▶ Given data
++++++++++
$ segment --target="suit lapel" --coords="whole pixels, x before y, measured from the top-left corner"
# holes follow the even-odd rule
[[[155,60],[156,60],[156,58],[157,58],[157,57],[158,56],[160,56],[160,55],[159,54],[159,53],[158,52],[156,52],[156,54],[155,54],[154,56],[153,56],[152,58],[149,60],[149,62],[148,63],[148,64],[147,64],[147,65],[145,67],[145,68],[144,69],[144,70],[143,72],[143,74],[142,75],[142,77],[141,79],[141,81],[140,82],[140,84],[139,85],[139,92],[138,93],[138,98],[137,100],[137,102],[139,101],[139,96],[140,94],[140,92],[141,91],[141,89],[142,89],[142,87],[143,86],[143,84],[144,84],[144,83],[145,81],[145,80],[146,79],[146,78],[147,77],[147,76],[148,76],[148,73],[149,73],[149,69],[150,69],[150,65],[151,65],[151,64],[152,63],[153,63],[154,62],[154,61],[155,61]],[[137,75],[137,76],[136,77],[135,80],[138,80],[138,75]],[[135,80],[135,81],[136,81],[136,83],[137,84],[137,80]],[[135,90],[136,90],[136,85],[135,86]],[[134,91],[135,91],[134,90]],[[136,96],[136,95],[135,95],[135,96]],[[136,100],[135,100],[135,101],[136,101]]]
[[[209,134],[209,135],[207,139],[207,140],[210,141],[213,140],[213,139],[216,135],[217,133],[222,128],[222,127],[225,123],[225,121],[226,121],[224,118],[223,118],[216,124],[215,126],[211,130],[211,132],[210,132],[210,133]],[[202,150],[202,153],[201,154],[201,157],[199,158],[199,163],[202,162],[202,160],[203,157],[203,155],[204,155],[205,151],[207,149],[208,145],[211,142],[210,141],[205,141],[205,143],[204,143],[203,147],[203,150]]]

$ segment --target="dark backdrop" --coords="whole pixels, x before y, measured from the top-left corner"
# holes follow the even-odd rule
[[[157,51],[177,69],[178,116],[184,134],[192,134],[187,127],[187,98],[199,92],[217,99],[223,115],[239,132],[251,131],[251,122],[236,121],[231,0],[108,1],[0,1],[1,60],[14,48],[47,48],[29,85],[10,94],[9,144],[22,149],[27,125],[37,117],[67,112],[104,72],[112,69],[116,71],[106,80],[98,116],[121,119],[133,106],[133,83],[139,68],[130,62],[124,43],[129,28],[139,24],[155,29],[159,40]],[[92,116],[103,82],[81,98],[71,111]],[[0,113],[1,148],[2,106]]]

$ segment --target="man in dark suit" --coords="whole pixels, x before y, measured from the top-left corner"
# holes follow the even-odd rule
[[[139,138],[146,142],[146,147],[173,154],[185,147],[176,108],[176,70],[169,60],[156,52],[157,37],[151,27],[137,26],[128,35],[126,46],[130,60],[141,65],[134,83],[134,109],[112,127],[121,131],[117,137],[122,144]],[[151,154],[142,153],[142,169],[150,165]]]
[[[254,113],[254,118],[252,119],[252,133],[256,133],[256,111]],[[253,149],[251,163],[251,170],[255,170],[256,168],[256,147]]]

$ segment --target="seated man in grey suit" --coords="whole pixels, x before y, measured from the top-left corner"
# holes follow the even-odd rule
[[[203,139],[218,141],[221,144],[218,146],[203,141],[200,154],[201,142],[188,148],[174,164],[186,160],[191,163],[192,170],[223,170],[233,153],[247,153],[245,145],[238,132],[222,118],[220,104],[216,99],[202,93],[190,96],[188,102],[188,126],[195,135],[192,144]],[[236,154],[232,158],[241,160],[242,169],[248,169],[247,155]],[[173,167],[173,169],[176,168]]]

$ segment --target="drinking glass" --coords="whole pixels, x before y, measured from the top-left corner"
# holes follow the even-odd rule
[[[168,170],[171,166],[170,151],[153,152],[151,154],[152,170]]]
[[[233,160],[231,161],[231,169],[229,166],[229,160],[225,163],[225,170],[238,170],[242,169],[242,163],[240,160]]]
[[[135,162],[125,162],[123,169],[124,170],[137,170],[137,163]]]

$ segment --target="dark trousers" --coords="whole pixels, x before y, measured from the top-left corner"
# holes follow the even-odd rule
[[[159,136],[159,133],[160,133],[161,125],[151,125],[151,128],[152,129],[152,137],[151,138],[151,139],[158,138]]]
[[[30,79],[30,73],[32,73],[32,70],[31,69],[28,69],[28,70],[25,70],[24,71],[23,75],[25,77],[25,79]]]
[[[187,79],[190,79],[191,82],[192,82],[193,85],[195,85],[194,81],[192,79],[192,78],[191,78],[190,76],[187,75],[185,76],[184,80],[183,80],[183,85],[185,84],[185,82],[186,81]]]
++++++++++
▶ Given request
Write the entire listing out again, word for word.

▶ Exercise response
$ segment --target="suit lapel" --coords="whole pixels, x before y, measured from the top-left corner"
# holes follow the even-odd rule
[[[155,60],[156,60],[156,58],[157,58],[157,57],[158,56],[160,56],[160,55],[159,54],[159,53],[158,52],[156,52],[156,54],[155,54],[154,56],[153,56],[152,58],[149,60],[149,62],[148,63],[148,64],[147,64],[147,65],[145,67],[145,68],[144,69],[144,70],[143,72],[143,74],[142,75],[142,77],[141,79],[141,81],[140,82],[140,84],[139,85],[139,92],[138,93],[138,98],[137,100],[137,102],[139,101],[139,96],[140,94],[140,92],[141,91],[141,89],[142,89],[142,87],[143,86],[143,84],[144,84],[144,83],[145,81],[145,80],[146,79],[146,78],[147,77],[147,76],[148,76],[148,73],[149,73],[149,69],[150,69],[150,65],[151,65],[151,64],[152,63],[153,63],[154,62],[154,61],[155,61]],[[137,75],[137,76],[136,77],[135,80],[138,80],[138,75]],[[135,80],[135,81],[136,81],[136,83],[137,84],[137,80]],[[135,90],[136,90],[136,85],[135,86]],[[134,91],[135,91],[134,90]],[[136,96],[136,95],[135,95],[135,96]],[[136,100],[135,100],[135,101],[136,101]]]
[[[209,134],[209,135],[207,139],[207,140],[210,141],[213,140],[213,139],[216,135],[217,133],[222,128],[222,127],[225,123],[225,121],[226,121],[224,118],[223,118],[216,124],[215,126],[211,130],[211,132],[210,132],[210,133]],[[202,150],[202,153],[201,154],[201,157],[199,158],[199,163],[202,162],[202,160],[203,157],[203,155],[204,155],[205,151],[207,149],[208,145],[211,142],[210,141],[205,141],[205,143],[204,143],[203,147],[203,150]]]

$ segment --target="dark backdrop" --coords="whole pixels, x before y, measured from the top-left corner"
# holes follow the even-odd rule
[[[157,51],[177,69],[178,116],[184,134],[192,134],[187,127],[187,98],[199,92],[217,99],[223,115],[239,132],[251,131],[251,122],[236,121],[231,0],[108,1],[0,1],[1,60],[14,48],[47,48],[29,85],[10,94],[9,144],[22,149],[27,125],[37,117],[67,112],[104,72],[112,69],[116,71],[106,80],[98,116],[121,119],[133,106],[133,83],[139,68],[130,62],[124,43],[129,28],[139,24],[155,29],[159,40]],[[92,116],[103,82],[81,98],[71,111]],[[0,113],[1,148],[2,106]]]

$ segment --target="man in dark suit" --coords="whole pixels, x before y, measured from the top-left corner"
# holes follow the even-odd rule
[[[139,138],[146,142],[146,147],[173,154],[185,147],[176,108],[176,70],[169,60],[156,52],[157,37],[151,27],[137,26],[128,35],[126,46],[130,60],[141,65],[134,83],[134,109],[112,127],[121,131],[117,137],[122,144]],[[151,154],[142,153],[142,169],[150,165]]]
[[[254,113],[254,118],[252,119],[252,133],[256,133],[256,111]],[[253,149],[251,163],[251,170],[255,170],[256,168],[256,147]]]

$ segment --target="seated man in grey suit" --coords="whole pixels, x before y, measured from the top-left corner"
# holes follow the even-odd rule
[[[203,139],[218,141],[221,144],[218,146],[203,141],[200,154],[201,142],[188,148],[174,164],[186,160],[191,163],[192,170],[223,170],[233,153],[247,153],[245,145],[238,132],[222,118],[220,104],[216,99],[202,93],[190,96],[188,102],[188,126],[195,135],[192,144]],[[236,154],[232,158],[241,160],[242,169],[248,169],[247,155]],[[173,167],[173,169],[176,168]]]

$ segment --target="drinking glass" --coords="whole pixels, x before y, measured from the top-left corner"
# holes follow the even-odd rule
[[[168,170],[171,166],[170,151],[153,152],[151,154],[152,170]]]
[[[233,160],[231,161],[231,169],[229,166],[229,160],[225,163],[225,170],[238,170],[242,169],[242,163],[240,160]]]
[[[135,162],[125,162],[123,169],[124,170],[137,170],[137,163]]]

$ segment --target="dark trousers" --coords="whole pixels, x before y, measured from the top-left corner"
# holes follow the even-odd rule
[[[159,136],[159,133],[160,133],[161,125],[151,125],[151,128],[152,129],[152,137],[151,138],[151,139],[158,138]]]
[[[30,79],[30,73],[32,73],[32,70],[31,69],[28,69],[28,70],[25,70],[24,71],[23,75],[25,77],[25,79]]]
[[[187,79],[190,79],[191,82],[192,82],[193,85],[195,85],[194,81],[192,79],[192,78],[191,78],[190,76],[187,75],[185,76],[184,80],[183,80],[183,85],[185,84],[185,82],[186,81]]]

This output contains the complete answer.